## WHAT TO DO
Begin at the line that contains "Could you identify the red carabiner" and repeat every line from there to the end of the records below, inclusive, without adding any other line.

## RECORDS FOR THE TASK
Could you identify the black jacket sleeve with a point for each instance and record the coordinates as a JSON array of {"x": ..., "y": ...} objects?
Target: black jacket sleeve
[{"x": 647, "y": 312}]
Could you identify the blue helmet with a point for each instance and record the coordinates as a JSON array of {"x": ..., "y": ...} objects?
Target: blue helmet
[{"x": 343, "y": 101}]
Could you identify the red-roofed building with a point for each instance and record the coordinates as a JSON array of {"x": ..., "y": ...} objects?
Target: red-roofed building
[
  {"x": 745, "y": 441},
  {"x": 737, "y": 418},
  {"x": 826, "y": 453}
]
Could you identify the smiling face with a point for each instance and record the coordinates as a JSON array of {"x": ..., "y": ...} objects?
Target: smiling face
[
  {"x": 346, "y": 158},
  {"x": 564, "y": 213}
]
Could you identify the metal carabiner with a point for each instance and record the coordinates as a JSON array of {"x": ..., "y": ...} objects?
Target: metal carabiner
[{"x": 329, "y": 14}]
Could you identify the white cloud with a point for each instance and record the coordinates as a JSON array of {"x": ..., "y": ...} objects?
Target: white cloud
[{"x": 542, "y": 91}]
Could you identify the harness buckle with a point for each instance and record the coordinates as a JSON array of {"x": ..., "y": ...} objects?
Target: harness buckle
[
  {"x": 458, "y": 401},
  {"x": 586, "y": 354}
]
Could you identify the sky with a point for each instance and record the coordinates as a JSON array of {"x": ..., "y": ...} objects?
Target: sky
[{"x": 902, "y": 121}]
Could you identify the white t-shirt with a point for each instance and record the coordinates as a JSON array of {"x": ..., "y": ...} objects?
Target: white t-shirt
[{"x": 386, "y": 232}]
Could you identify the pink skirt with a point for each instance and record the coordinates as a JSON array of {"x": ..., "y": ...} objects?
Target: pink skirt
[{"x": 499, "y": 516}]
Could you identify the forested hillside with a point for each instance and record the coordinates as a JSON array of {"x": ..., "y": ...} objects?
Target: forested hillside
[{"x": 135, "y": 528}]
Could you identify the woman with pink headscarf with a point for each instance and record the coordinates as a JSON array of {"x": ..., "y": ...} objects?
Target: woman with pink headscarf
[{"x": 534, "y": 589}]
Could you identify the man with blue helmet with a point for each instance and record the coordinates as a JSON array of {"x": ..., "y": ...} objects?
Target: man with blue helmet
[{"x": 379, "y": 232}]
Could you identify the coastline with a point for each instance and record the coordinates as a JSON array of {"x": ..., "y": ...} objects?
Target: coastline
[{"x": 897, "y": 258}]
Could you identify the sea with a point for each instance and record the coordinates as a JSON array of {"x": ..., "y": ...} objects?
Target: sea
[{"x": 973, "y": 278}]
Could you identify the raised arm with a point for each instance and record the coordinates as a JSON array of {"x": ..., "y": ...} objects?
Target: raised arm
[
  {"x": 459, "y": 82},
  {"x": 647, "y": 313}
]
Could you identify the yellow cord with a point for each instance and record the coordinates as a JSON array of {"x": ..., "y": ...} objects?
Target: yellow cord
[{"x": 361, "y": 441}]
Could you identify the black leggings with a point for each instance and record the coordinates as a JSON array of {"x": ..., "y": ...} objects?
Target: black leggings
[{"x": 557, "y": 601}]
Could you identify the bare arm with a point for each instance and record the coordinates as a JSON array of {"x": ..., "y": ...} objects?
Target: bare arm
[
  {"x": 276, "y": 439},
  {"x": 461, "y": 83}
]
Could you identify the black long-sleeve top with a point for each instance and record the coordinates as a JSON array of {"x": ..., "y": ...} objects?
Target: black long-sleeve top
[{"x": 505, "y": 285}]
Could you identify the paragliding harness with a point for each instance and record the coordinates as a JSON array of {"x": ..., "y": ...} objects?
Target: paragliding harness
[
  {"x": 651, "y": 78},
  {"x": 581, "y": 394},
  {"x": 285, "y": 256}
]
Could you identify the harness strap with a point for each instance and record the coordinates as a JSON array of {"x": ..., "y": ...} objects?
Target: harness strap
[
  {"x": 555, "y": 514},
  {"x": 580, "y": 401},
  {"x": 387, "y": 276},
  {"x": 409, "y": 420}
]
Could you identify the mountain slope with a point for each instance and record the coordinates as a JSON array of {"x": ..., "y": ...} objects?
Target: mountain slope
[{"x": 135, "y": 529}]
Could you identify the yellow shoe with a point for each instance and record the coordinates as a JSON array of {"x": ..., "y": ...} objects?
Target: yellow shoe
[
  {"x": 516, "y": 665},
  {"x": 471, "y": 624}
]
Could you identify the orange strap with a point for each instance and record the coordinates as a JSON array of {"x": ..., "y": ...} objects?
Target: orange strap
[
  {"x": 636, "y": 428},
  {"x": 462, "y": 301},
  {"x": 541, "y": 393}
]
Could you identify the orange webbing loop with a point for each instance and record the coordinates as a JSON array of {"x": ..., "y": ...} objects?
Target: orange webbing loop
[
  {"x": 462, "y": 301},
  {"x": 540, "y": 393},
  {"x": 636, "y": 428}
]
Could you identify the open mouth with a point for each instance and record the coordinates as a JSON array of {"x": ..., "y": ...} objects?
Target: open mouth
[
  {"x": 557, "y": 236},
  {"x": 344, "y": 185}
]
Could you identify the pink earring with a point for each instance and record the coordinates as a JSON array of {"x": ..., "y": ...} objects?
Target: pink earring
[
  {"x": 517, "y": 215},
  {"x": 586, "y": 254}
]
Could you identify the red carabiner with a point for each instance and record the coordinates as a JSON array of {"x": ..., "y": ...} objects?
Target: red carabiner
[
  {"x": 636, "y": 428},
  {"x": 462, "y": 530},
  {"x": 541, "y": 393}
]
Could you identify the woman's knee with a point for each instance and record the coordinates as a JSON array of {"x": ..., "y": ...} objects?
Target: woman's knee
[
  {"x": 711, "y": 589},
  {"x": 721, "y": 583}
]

## ANSWER TO THIS PROBLEM
Could you identify the red carabiner with a point for each instance and record the coordinates as a JSON array of {"x": ..., "y": ...} objects?
Target: red carabiner
[
  {"x": 636, "y": 428},
  {"x": 462, "y": 530},
  {"x": 541, "y": 393}
]
Could you identify the woman's knee with a point for each instance and record the coordinates as a JSON array of {"x": ..., "y": ...} objects?
Target: woman's knee
[
  {"x": 711, "y": 589},
  {"x": 721, "y": 583}
]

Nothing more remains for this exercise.